Given entries Block Start

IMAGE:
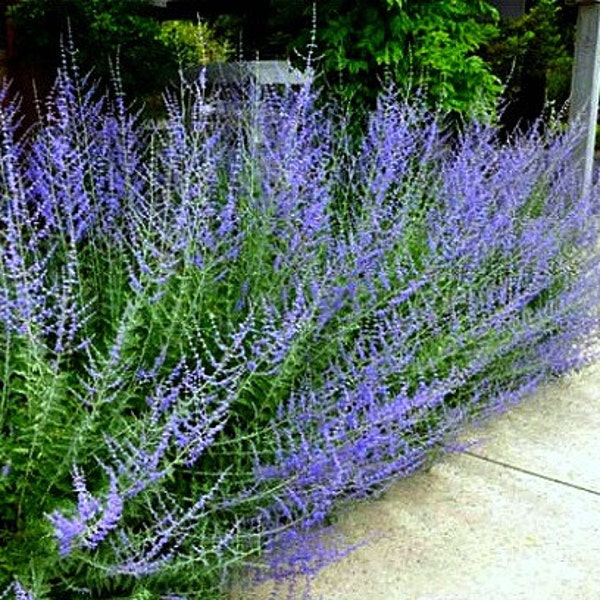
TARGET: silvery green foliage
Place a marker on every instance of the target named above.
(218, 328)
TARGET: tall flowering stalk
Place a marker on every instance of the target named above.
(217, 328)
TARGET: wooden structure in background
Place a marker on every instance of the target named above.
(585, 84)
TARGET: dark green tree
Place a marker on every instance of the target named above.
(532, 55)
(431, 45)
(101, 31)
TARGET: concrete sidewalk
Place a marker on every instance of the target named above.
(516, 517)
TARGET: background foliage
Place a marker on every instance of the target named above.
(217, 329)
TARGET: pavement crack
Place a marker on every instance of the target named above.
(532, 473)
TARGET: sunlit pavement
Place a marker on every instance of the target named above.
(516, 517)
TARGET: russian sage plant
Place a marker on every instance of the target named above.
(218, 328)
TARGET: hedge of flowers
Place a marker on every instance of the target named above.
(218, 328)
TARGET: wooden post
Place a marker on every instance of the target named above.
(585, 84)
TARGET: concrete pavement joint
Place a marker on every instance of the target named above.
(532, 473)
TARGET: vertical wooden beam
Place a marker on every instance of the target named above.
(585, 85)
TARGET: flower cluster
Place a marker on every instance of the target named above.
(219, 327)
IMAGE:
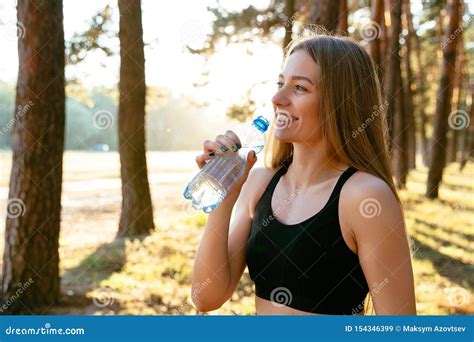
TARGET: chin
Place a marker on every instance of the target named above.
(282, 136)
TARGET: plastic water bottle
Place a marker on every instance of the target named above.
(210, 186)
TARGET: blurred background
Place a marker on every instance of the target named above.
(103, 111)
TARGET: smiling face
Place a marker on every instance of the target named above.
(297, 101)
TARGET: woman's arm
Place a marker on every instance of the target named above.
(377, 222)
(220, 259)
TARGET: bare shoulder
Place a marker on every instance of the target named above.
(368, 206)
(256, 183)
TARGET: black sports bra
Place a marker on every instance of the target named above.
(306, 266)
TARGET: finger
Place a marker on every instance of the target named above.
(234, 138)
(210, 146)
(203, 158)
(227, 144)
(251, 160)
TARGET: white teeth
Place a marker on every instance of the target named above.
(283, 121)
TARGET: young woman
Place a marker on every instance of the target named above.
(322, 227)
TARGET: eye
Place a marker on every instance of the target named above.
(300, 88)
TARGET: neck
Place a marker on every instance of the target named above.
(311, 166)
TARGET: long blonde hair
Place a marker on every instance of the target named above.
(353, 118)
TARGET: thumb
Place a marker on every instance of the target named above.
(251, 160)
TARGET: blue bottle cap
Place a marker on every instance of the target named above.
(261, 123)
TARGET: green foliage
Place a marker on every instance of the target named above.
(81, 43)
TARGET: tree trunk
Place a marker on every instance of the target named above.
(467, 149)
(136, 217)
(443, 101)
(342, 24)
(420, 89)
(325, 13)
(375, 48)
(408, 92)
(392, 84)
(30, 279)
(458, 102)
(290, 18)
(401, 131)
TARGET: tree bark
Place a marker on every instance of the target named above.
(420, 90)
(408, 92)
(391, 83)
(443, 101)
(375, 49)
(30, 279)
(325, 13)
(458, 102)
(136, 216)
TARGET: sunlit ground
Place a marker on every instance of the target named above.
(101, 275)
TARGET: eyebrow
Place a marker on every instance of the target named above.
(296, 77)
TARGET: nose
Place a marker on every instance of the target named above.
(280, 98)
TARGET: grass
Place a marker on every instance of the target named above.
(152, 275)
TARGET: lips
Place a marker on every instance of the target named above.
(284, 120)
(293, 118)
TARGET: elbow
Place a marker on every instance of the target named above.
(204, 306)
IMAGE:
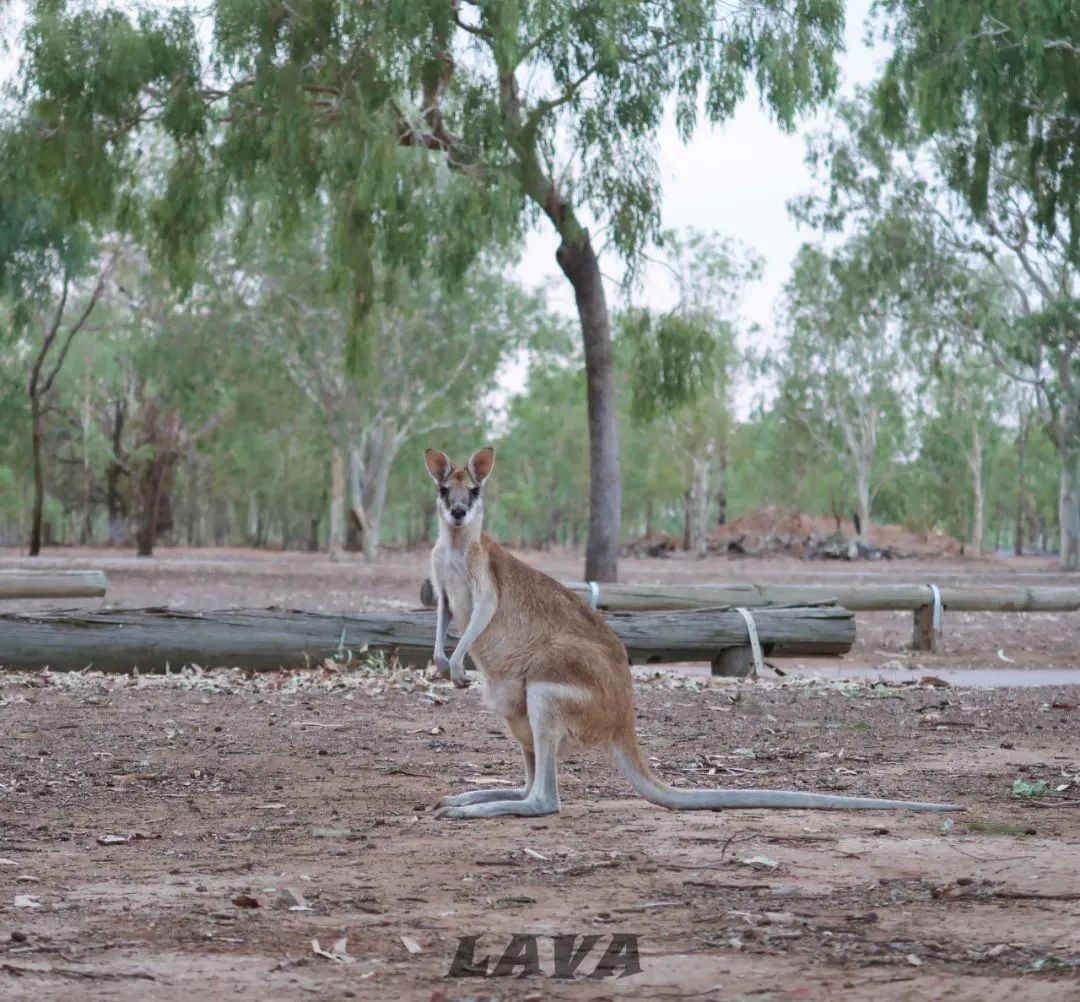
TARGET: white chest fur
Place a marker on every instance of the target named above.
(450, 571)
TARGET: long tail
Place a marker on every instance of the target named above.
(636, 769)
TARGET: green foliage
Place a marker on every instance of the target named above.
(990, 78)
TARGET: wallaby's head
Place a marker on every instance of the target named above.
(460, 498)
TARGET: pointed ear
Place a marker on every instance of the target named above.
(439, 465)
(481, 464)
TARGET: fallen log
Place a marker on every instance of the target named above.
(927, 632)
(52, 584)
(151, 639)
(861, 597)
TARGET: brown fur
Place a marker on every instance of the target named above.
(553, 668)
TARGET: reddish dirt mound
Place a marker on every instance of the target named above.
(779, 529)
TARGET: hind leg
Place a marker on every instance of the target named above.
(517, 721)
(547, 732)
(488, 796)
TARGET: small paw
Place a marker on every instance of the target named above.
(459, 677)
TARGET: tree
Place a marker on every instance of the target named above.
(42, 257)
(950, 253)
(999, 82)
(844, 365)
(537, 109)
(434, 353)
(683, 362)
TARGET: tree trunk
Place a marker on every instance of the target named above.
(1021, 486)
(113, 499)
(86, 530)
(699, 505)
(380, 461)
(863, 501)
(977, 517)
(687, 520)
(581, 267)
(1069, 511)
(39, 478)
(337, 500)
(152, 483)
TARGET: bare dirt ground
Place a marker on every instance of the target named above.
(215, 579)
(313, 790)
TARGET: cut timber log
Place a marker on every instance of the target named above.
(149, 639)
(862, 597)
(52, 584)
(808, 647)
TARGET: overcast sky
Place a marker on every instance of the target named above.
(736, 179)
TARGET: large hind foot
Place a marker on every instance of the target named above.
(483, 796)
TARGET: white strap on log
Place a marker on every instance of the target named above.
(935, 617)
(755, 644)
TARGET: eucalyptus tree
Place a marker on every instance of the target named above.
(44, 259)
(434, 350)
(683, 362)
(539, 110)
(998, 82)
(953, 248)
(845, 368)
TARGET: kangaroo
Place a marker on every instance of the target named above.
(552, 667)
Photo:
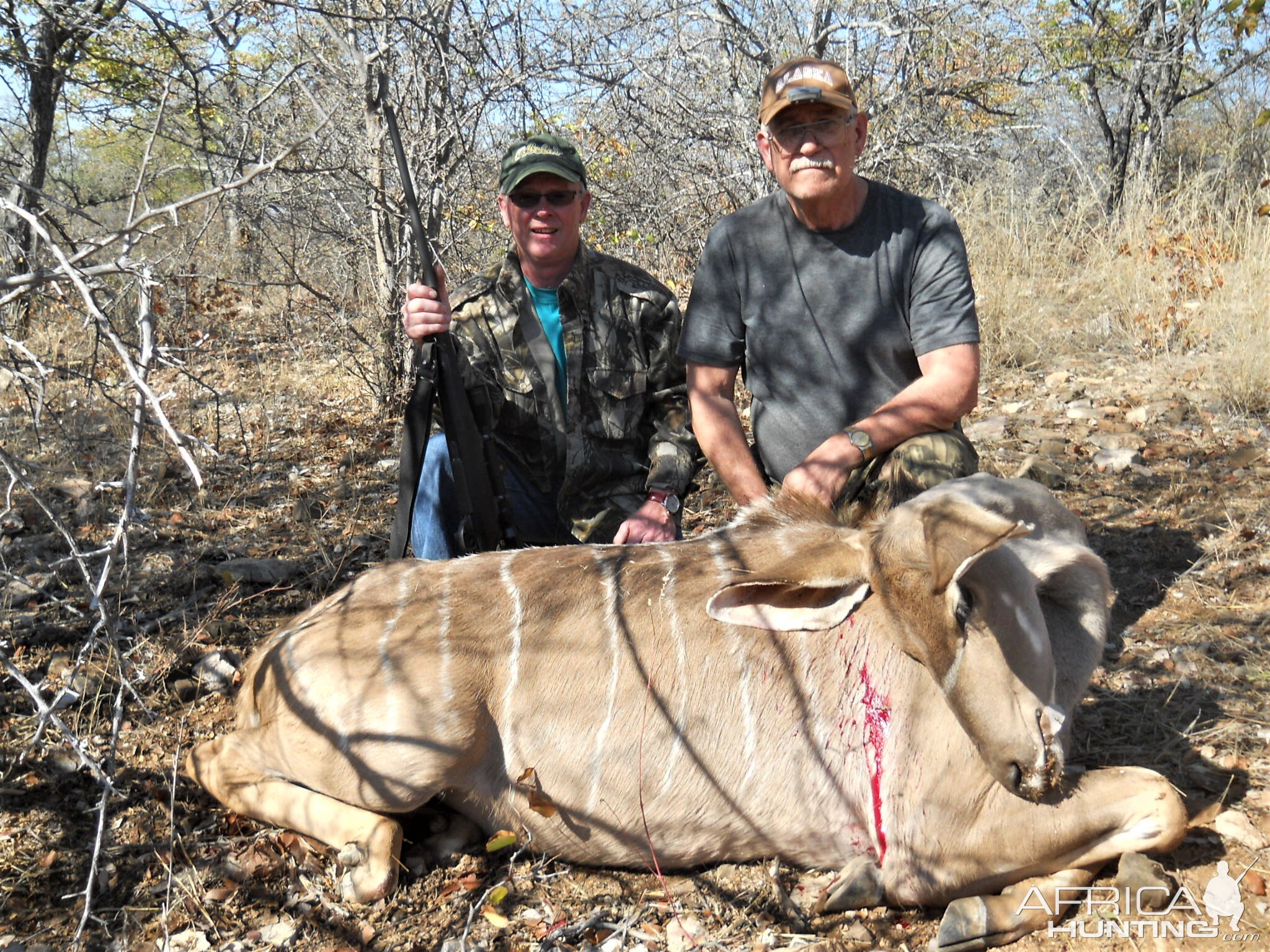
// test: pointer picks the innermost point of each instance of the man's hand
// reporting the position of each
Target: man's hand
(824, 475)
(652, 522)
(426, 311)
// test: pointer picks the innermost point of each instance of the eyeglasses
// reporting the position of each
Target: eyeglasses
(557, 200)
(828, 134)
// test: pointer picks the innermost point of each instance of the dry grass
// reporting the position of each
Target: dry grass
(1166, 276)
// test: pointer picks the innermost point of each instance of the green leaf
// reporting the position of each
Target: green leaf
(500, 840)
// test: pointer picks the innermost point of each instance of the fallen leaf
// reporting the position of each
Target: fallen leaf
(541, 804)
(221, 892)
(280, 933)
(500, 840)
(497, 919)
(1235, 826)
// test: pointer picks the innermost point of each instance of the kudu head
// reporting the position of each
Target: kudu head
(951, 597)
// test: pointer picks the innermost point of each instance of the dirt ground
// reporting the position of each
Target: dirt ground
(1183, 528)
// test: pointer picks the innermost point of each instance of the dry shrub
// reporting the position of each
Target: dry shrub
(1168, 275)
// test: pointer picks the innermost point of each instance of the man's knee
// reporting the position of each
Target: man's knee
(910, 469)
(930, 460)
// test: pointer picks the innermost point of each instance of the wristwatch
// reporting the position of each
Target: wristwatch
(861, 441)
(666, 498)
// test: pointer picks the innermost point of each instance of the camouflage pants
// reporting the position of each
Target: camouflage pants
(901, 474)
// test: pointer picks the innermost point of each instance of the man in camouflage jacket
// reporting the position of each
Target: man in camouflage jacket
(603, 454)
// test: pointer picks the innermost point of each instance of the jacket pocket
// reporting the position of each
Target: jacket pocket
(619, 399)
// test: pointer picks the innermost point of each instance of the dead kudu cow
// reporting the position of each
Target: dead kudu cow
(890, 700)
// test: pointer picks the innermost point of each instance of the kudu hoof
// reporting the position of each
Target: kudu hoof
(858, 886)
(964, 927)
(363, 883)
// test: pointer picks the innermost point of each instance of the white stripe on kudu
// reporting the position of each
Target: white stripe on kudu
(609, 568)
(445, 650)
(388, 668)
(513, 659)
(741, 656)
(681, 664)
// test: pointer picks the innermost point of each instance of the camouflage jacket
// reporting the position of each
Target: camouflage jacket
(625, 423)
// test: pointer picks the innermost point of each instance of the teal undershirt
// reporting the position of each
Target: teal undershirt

Given entries Block End

### Exercise aim
The records shown above are to be repeated exactly, with the pictures left out.

### Finished task
IMAGE:
TARGET: silvery green foliage
Place a marker on every instance of the target named above.
(218, 328)
TARGET: tall flowering stalk
Place a marker on every instance of the target named above.
(217, 328)
TARGET: wooden structure in background
Place a marker on every instance of the target named above.
(585, 84)
TARGET: dark green tree
Place a marker on every instance of the target named above.
(532, 55)
(431, 45)
(101, 31)
TARGET: concrete sidewalk
Place a marker on every instance of the target named above.
(516, 517)
TARGET: background foliage
Place a marker on every instance of the target named above.
(217, 329)
TARGET: pavement crack
Place a marker on every instance of the target named above.
(532, 473)
TARGET: sunlit pavement
Place a marker on every instance of the target named above.
(516, 517)
TARGET: russian sage plant
Place a marker on every instance of the target named above.
(218, 328)
TARGET: hedge of flowers
Place a marker on every instance of the target named above.
(218, 328)
TARGET: wooden post
Place a marker on every instance of the target named above.
(585, 84)
TARGET: concrete pavement joint
Place a marker on every instance of the target named above.
(532, 473)
TARGET: vertical wooden beam
Place a marker on every instance of the target named above.
(585, 85)
TARGET: flower cluster
Place a marker on every instance of the target named above.
(219, 327)
IMAGE:
TARGET: chin
Place a marker on every instance of the target named above.
(282, 136)
TARGET: plastic water bottle
Place a marker on every instance of the target named above.
(210, 186)
TARGET: blurred background
Place a marker on every instance of the target named above.
(103, 111)
TARGET: smiling face
Place a marker on every instance of the target named above.
(297, 101)
TARGET: woman's arm
Place a marker on every instance of the target named above.
(377, 222)
(220, 259)
TARGET: bare shoulder
Place a marker on every instance of the target named above.
(368, 206)
(256, 183)
TARGET: black sports bra
Place a marker on every instance of the target named above.
(306, 266)
TARGET: finger
Place a marker on every instance of the target named above.
(234, 138)
(210, 146)
(203, 158)
(227, 144)
(251, 160)
TARGET: white teeth
Place a marker on every instance of the target named above.
(283, 121)
TARGET: young woman
Place a marker on every instance of the target named above.
(322, 227)
TARGET: eye
Place a marker on every instance of the target named above.
(300, 88)
TARGET: neck
Place a marker on every instance of the target named above.
(311, 166)
TARGET: long blonde hair
Place a marker on every instance of the target named above.
(353, 118)
TARGET: thumb
Place a marker on every instance of the target named above.
(251, 160)
TARGET: blue bottle cap
Place a marker on every instance of the target named above.
(261, 123)
TARGET: green foliage
Place a marker on every instance of the target named above.
(81, 43)
TARGET: tree trunk
Place a marker on every instance of the target named above.
(467, 149)
(136, 217)
(443, 101)
(342, 24)
(420, 89)
(325, 13)
(375, 48)
(408, 92)
(392, 84)
(30, 279)
(458, 102)
(290, 18)
(401, 131)
TARGET: tree bark
Place a marker on every instance of the target named above.
(420, 90)
(408, 92)
(391, 83)
(443, 101)
(375, 49)
(30, 279)
(325, 13)
(458, 102)
(136, 216)
TARGET: sunlit ground
Place a marker on every instance of the target named above.
(101, 275)
TARGET: eyebrow
Place a marker on every instance of the target named above.
(296, 77)
TARGET: nose
Place a marker on every instance of the target named above.
(280, 98)
TARGET: grass
Place a marker on every instance of the target named above.
(152, 275)
TARGET: lips
Place a marker on every instance of the target named above.
(284, 120)
(293, 118)
TARGET: elbow
Place a marker on every instance of the target named above.
(204, 306)
IMAGE:
TARGET: white chest fur
Place a marker on every instance of the target named above.
(450, 571)
TARGET: long tail
Place a marker on every instance of the target named above.
(636, 769)
TARGET: green foliage
Place a marker on every instance of the target named above.
(990, 78)
TARGET: wallaby's head
Place a marker on every instance of the target named above.
(460, 498)
TARGET: pointed ear
Place a marker on every instance of the target named above.
(439, 465)
(481, 464)
TARGET: fallen log
Place a marker on every instance of the target named above.
(927, 632)
(52, 584)
(151, 639)
(861, 597)
TARGET: brown fur
Place a marker on every instance of the target named above.
(553, 668)
TARGET: reddish dirt mound
Place a marker on every instance of the target named above.
(779, 529)
TARGET: hind leg
Place a marker on every instance of the target named above.
(517, 721)
(547, 732)
(488, 796)
TARGET: small paw
Place a marker on every instance of the target named above.
(459, 677)
TARGET: tree
Place a marker on every instance of the target named above.
(42, 257)
(950, 253)
(999, 82)
(844, 365)
(537, 109)
(434, 353)
(683, 362)
TARGET: tree trunk
Place a marker on every instance of the target named above.
(1021, 486)
(113, 499)
(86, 530)
(699, 505)
(380, 461)
(863, 501)
(977, 517)
(687, 520)
(581, 267)
(1069, 511)
(39, 478)
(337, 500)
(152, 483)
TARGET: bare dirt ground
Place a marker on every instance of the target named above.
(215, 579)
(313, 790)
TARGET: cut timber log
Place a marker on every instance of the target named above.
(149, 639)
(862, 597)
(52, 584)
(808, 647)
TARGET: overcast sky
Place a marker on every instance of the target named above.
(736, 179)
TARGET: large hind foot
Place a marker on every instance of the target named above.
(483, 796)
TARGET: white strap on log
Place a marker on every instance of the target named above.
(935, 617)
(755, 644)
TARGET: eucalyptus tree
Place a marker on every instance of the target named above.
(44, 259)
(434, 350)
(683, 362)
(539, 110)
(998, 82)
(953, 248)
(845, 368)
TARGET: kangaroo
Place a marker on every instance of the target named above.
(552, 667)
Photo:
// test: pointer picks the innermost point of each instance of the man's hand
// reporting the position of each
Target: man's hand
(824, 475)
(652, 522)
(426, 311)
// test: pointer picks the innermost point of each instance of the eyeglasses
// reporting the position of each
Target: eyeglasses
(557, 200)
(828, 134)
// test: pointer picks the innermost point of each instance of the dry grass
// reporting the position of each
Target: dry grass
(1166, 276)
// test: pointer picks the innermost point of each instance of the green leaf
// reporting the position of each
Target: green leaf
(500, 840)
// test: pointer picks the innermost point of each instance of the fallen leaf
// reporting the position of each
Target: fallen leaf
(541, 804)
(221, 892)
(280, 933)
(500, 840)
(497, 919)
(1235, 826)
// test: pointer picks the innermost point of each instance of the kudu head
// reporting the position of each
Target: kudu head
(951, 597)
// test: pointer picks the innermost point of each instance of the dirt ground
// reporting the position of each
Target: dirt ground
(1183, 528)
// test: pointer picks the innermost point of each instance of the dry shrub
// reporting the position of each
Target: dry shrub
(1168, 275)
// test: pointer picks the innermost point of each instance of the man's knee
// reporting the position of each
Target: man's knee
(910, 469)
(930, 460)
// test: pointer picks the innermost point of each instance of the wristwatch
// reporting the position of each
Target: wristwatch
(861, 441)
(666, 498)
// test: pointer picks the innermost point of each instance of the camouflage pants
// reporting the position of each
Target: camouflage pants
(901, 474)
// test: pointer picks the innermost point of each instance of the man in camouflage jacket
// reporting the position of each
Target: man in camouflage jacket
(603, 454)
// test: pointer picks the innermost point of each instance of the jacket pocket
// reporting the position of each
Target: jacket pocket
(619, 399)
// test: pointer picks the innermost point of each instance of the dead kudu cow
// reporting the position of each
Target: dead kudu cow
(890, 700)
// test: pointer picks the innermost point of each instance of the kudu hoof
// reporting the position of each
Target: kudu hoof
(858, 886)
(964, 927)
(363, 883)
// test: pointer picks the innermost point of each instance of the white stripe on kudu
// reporting the position of each
Target: white stripe on kudu
(609, 568)
(445, 650)
(388, 668)
(513, 659)
(741, 656)
(681, 664)
// test: pointer picks the innermost point of each instance of the camouflage jacket
// reporting the position of each
Target: camouflage jacket
(625, 423)
// test: pointer picks the innermost point of each instance of the teal undershirt
// reporting the position of each
Target: teal undershirt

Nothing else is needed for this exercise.